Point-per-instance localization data
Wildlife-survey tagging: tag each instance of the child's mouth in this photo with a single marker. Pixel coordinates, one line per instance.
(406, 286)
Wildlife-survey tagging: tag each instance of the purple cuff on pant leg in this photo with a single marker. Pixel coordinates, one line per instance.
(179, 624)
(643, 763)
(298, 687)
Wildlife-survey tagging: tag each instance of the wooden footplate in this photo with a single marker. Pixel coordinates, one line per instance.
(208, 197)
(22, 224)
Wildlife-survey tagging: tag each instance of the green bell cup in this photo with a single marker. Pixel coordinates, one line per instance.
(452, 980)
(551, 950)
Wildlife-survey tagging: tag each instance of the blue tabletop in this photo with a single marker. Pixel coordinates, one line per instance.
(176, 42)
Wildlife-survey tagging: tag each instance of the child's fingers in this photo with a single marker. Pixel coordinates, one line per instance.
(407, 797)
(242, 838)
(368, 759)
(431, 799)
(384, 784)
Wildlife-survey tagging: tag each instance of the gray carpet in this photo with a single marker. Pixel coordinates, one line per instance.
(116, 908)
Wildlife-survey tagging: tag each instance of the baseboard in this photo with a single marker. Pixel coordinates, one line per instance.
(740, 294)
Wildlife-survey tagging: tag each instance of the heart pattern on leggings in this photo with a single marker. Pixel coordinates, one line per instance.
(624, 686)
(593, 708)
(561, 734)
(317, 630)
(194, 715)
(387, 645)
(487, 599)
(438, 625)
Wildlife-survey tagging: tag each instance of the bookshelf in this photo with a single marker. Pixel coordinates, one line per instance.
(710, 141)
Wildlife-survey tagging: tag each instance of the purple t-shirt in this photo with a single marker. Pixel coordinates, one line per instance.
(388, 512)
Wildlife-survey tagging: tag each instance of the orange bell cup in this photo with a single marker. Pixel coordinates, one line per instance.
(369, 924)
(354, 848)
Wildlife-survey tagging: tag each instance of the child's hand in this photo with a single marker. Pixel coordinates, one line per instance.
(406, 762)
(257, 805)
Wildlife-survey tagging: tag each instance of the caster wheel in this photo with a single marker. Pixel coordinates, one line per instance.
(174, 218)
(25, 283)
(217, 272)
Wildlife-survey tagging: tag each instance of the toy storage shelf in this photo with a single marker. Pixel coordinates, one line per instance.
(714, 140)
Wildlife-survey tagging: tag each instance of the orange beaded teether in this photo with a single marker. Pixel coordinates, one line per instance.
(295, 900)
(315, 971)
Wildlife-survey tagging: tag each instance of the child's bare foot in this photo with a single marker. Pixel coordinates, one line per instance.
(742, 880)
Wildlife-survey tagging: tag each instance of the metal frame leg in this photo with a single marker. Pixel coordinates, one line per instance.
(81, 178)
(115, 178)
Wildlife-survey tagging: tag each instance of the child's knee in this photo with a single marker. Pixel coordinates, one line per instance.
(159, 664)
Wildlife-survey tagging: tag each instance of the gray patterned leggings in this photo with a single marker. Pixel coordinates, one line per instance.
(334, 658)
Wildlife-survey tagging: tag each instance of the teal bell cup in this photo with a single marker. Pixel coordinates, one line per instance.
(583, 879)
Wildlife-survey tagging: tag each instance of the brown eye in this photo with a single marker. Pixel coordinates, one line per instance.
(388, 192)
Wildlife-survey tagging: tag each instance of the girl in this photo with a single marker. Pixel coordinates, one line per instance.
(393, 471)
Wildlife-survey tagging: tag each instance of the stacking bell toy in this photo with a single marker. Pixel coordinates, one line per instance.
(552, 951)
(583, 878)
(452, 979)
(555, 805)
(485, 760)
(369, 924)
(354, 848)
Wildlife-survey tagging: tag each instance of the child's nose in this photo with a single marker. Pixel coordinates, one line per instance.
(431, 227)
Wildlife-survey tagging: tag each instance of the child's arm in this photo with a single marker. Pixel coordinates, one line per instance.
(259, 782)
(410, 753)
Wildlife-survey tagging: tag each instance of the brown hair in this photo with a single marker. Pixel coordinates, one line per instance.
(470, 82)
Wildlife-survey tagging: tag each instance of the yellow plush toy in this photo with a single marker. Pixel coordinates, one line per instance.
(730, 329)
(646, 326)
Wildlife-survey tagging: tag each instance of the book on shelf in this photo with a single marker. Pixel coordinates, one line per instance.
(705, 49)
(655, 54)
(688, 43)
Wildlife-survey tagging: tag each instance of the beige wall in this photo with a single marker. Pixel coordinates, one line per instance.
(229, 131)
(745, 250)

## TASK STATEMENT
Word for word, transcribe all of the entries shown above.

## SOLUTION BELOW
Wildlife-survey tagging: tag each instance of the child's mouth in this photo with a single marker. Pixel coordinates, one line per instance.
(406, 286)
Wildlife-survey tagging: tag each instance of the purple cuff on pant leg in this photo with a single marker. Pixel coordinates, one line per instance.
(179, 624)
(643, 763)
(298, 687)
Wildlife-survey tagging: tag each instance of the wooden footplate in this photo with a single marker. Pixel coordinates, one line per instance.
(208, 197)
(22, 224)
Wildlife-survey tagging: tag each instance of the green bell cup in this photo with a single marker. Pixel coordinates, one line per instance.
(452, 980)
(551, 950)
Wildlife-survey tagging: tag each instance of the blue tabletop in this photo with a single marker. Pixel coordinates, one line per instance.
(176, 42)
Wildlife-survey tagging: tag each instance of the child's fingers in this photo with a single marker. Pixel coordinates, one line per instance.
(407, 797)
(242, 838)
(368, 759)
(431, 799)
(384, 784)
Wildlife-survey tagging: tag each instance of the gray carpet in this photo with a single marker. Pixel coordinates, one line per instance.
(116, 908)
Wildlife-survey tagging: tag each instance of the baseboard in this photo with a single marker. Pixel coordinates, one line per instance.
(740, 294)
Wildlife-survey tagging: tag each instance of the heart pattern on leggings in this photo with a single marker. Pixel coordinates, one line per instance.
(624, 686)
(593, 708)
(561, 734)
(317, 630)
(194, 715)
(387, 645)
(487, 599)
(438, 625)
Wildlife-survey tagging: tag each instance of the bookshelf in this photo with a single marker. Pixel coordinates, one line per instance.
(710, 141)
Wildlife-survey tagging: tag each instance of the purple t-shirt in this photo with a single marker. Pixel coordinates, one line per instance.
(388, 512)
Wildlife-survey tagging: tag each instance of the orange bell cup in this photo with a single marker. Pixel coordinates, one line per instance.
(369, 924)
(354, 848)
Wildlife-survey tagging: tag each instance of the child's hand in this photo with a single marker. Pixel coordinates, one line per instance.
(406, 762)
(257, 805)
Wildlife-survey tagging: tag each instance of the caster wheel in this photo with a single marker. Pixel coordinates, one line per instance.
(174, 218)
(25, 283)
(217, 272)
Wildlife-survey tagging: tag each instance of the toy storage shelf in this photo with a single marker. Pixel coordinates, one line per instance.
(714, 140)
Wildlife-survey tagging: tag each instance of the orange beaded teether in this photo with a single marker. Pixel coordinates, one line per instance.
(295, 900)
(315, 971)
Wildlife-survey tagging: tag each instance of the child's bare foot in this photo with a single marker. Pixel coordinates, one line per instance.
(742, 880)
Wildlife-survey tagging: tag each instance of the metal frame leg in this photo with a single marker. Pixel coordinates, one line per instance.
(81, 178)
(115, 178)
Wildlife-survey tagging: tag each instance of the child's knee in this photo with a single marker. Pixel coordinates, one line per instance.
(159, 664)
Wildlife-survey tagging: tag each instance of the gray patterned leggings in this photo with a single marker. Pixel coordinates, one line per instance.
(334, 658)
Wildlife-survey tagging: tag each instance of the teal bell cup in this photo with a single marker. Pixel coordinates, one line per instance.
(583, 879)
Wildlife-survey tagging: tag each instance of the brown eye in this photo with a single marker. Pixel coordinates, one line per instance.
(388, 192)
Wildlife-survey tagging: tag each instance of the girl in this photo with a single marker. Pixel coordinates, one line per instance.
(393, 471)
Wildlife-survey tagging: tag each instance of the stacking bell toy in this photo with a single marker. Pixel coordinates, one line per instance.
(552, 951)
(583, 878)
(452, 979)
(555, 805)
(485, 760)
(369, 924)
(354, 848)
Wildlife-survey tagging: tag each instance of the child's nose in this photo with a single marker. Pixel coordinates, one line per instance.
(431, 227)
Wildlife-survey tagging: tag each instance of the child's arm in this photo with a single marker. Pixel coordinates, one line per instance.
(259, 782)
(410, 753)
Wildlife-survey tagging: tag each instance of the brown hair in this photo with a single marker. Pixel coordinates, one line per instance.
(470, 82)
Wildlife-survey tagging: tag each instance of the yellow plush toy in this photo with a single marker. Pixel coordinates, one line per instance.
(730, 329)
(646, 326)
Wildlife-survey tagging: tag each instance of the book on shelf in this photo with a single marker. Pixel coordinates, one line per instance.
(705, 49)
(655, 54)
(688, 43)
Wildlife-survey tagging: tag each instance of the beige wall in this photo with a single marker. Pixel coordinates, one line per instance.
(229, 131)
(745, 250)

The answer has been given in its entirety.